Selected text:
——

Core machinery orders, a highly volatile leading indicator of capital spending in the coming six to nine months, fell 9.8% in February from the previous month, the Cabinet Office data showed on Wednesday.

The fall was the biggest since April 2020 and far larger than a drop of 1.5% forecast by economists in a Reuters poll and a 2.0% decrease in January.

Core orders from non-manufacturers excluding ships and electrical utilities fell 14.4% in February, led by a 36.9% fall in orders from information service firms, the biggest drop since January 2006.

“The information service sector has been aggressive in buying computers for IT systems and data centre facilities since last October, and the movement appears to have stalled,” a government official told a media briefing.

Orders from manufacturers fell 1.8%, hurt by soft demand from chemicals and other material industries. Orders from electric machinery firms grew 13.8% as they ramped up investments in semiconductor-making equipment.

The government on Wednesday downgraded its assessment of machinery orders, saying the recovery was stalling.

——

Challenges:
- 1) Answer these questions using the machinery orders report:
(a) By what percentage did core machinery orders fall in February?
(b) What drop had economists forecast in the Reuters poll?
(c) By how much did orders from electric machinery firms grow?
- 2) Copy the machinery orders report from "Core orders from" to "recovery was stalling.", swapping "soft demand" for "weak demand".

Entries for bounding box labeling:
——

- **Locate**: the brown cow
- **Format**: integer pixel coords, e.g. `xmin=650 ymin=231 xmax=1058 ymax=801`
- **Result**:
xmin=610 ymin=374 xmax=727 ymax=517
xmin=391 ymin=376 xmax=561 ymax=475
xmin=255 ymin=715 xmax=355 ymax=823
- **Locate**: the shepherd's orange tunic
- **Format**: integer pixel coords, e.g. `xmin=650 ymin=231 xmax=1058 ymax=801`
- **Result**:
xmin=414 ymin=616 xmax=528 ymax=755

——

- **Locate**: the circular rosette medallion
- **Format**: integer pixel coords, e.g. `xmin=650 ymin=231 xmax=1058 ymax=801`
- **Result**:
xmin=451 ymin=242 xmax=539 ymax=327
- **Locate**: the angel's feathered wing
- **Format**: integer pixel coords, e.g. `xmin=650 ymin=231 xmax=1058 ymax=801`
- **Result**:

——

The results:
- 1)
(a) 9.8%
(b) 1.5%
(c) 13.8%

- 2)
Core orders from non-manufacturers excluding ships and electrical utilities fell 14.4% in February, led by a 36.9% fall in orders from information service firms, the biggest drop since January 2006.

“The information service sector has been aggressive in buying computers for IT systems and data centre facilities since last October, and the movement appears to have stalled,” a government official told a media briefing.

Orders from manufacturers fell 1.8%, hurt by weak demand from chemicals and other material industries. Orders from electric machinery firms grew 13.8% as they ramped up investments in semiconductor-making equipment.

The government on Wednesday downgraded its assessment of machinery orders, saying the recovery was stalling.